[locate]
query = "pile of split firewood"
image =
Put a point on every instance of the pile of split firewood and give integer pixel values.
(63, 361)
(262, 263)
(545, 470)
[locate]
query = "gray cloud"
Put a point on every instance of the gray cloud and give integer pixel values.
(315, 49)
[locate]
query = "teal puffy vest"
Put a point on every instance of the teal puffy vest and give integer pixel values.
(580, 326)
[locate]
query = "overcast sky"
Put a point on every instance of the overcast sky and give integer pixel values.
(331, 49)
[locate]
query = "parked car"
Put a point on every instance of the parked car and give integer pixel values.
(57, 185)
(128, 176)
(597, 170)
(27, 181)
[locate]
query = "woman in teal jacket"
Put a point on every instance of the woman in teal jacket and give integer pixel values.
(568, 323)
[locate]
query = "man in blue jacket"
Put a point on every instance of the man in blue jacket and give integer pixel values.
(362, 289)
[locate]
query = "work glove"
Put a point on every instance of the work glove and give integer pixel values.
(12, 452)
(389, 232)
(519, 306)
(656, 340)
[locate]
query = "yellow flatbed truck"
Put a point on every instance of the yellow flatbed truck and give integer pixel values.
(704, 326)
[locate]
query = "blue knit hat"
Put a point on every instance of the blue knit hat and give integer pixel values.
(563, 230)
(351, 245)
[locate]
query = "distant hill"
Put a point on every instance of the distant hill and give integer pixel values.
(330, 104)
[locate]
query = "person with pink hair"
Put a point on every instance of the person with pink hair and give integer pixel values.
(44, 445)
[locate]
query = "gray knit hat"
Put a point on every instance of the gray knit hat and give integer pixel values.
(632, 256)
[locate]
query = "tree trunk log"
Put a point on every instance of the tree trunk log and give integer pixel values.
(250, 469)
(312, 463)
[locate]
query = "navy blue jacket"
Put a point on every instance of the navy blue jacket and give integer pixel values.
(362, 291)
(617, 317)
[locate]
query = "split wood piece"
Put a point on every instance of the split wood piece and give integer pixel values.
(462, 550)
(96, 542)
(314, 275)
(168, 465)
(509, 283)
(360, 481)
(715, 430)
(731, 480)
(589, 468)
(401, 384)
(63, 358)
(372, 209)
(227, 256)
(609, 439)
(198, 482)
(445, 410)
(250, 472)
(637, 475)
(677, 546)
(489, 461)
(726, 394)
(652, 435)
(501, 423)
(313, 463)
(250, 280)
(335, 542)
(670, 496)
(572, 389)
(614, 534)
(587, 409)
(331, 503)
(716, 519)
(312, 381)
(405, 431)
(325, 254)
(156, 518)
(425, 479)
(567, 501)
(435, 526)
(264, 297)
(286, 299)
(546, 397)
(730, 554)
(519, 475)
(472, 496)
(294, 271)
........
**WORK TO BE COMPLETED**
Reproduce all of the records exactly.

**OUTPUT FOR THIS TASK**
[locate]
query = "pile of split firewood"
image =
Put a point on every instance of the pile of split firewood and give integer pixel values.
(63, 361)
(262, 263)
(545, 470)
[locate]
query = "gray cloud"
Put a point on every instance of the gray cloud and give integer pixel values.
(315, 49)
[locate]
query = "teal puffy vest"
Put a point on every instance of the teal puffy vest and give integer pixel values.
(580, 326)
[locate]
query = "overcast sky"
Put a point on every instance of the overcast sky and give integer pixel values.
(331, 49)
[locate]
query = "parked car"
Put a point on every instance of the parked car and give integer pixel values.
(57, 185)
(128, 176)
(597, 170)
(27, 181)
[locate]
query = "woman in teal jacket"
Put a point on every instance of the woman in teal jacket and give integer pixel values.
(568, 323)
[locate]
query = "man in blue jacket"
Put a point on every instance of the man in blue jacket and give integer pixel values.
(362, 289)
[locate]
query = "work glove"
Put a point on every instance of the work glove and give integer pixel values.
(12, 452)
(389, 232)
(519, 306)
(656, 340)
[locate]
query = "yellow flatbed truck"
Put a point on every instance of the yellow flatbed truck and give integer pixel values.
(704, 326)
[locate]
query = "blue knit hat"
Put a point on every instance of the blue knit hat and give integer pixel values.
(563, 230)
(351, 245)
[locate]
query = "distant hill"
Put a point on every instance of the distant hill and give integer pixel values.
(330, 104)
[locate]
query = "person with pink hair"
Put a point on every instance of the person with pink hair and give integer pixel values.
(44, 445)
[locate]
query = "gray knit hat"
Put a point on every instance of the gray knit hat and give integer pixel values.
(632, 256)
[locate]
query = "tree trunk log"
Put a point on every instance of the tree trunk log and give integer pixel values.
(250, 469)
(312, 463)
[locate]
query = "navy blue jacket"
Put a point on every instance of the navy blue jacket and give integer pixel values.
(362, 291)
(617, 317)
[locate]
query = "split wood piece"
Put a point on every instance of the split wood piece and give integer pixel values.
(462, 550)
(96, 542)
(314, 275)
(168, 465)
(509, 283)
(360, 481)
(715, 430)
(731, 480)
(589, 468)
(401, 384)
(63, 358)
(372, 209)
(227, 256)
(609, 439)
(198, 482)
(445, 410)
(250, 472)
(637, 475)
(677, 546)
(489, 461)
(726, 394)
(652, 435)
(501, 423)
(313, 463)
(250, 280)
(335, 542)
(670, 496)
(572, 389)
(614, 534)
(587, 409)
(331, 503)
(716, 519)
(312, 381)
(405, 431)
(325, 254)
(156, 518)
(425, 479)
(567, 501)
(435, 526)
(264, 297)
(286, 299)
(546, 397)
(730, 554)
(519, 475)
(472, 496)
(294, 271)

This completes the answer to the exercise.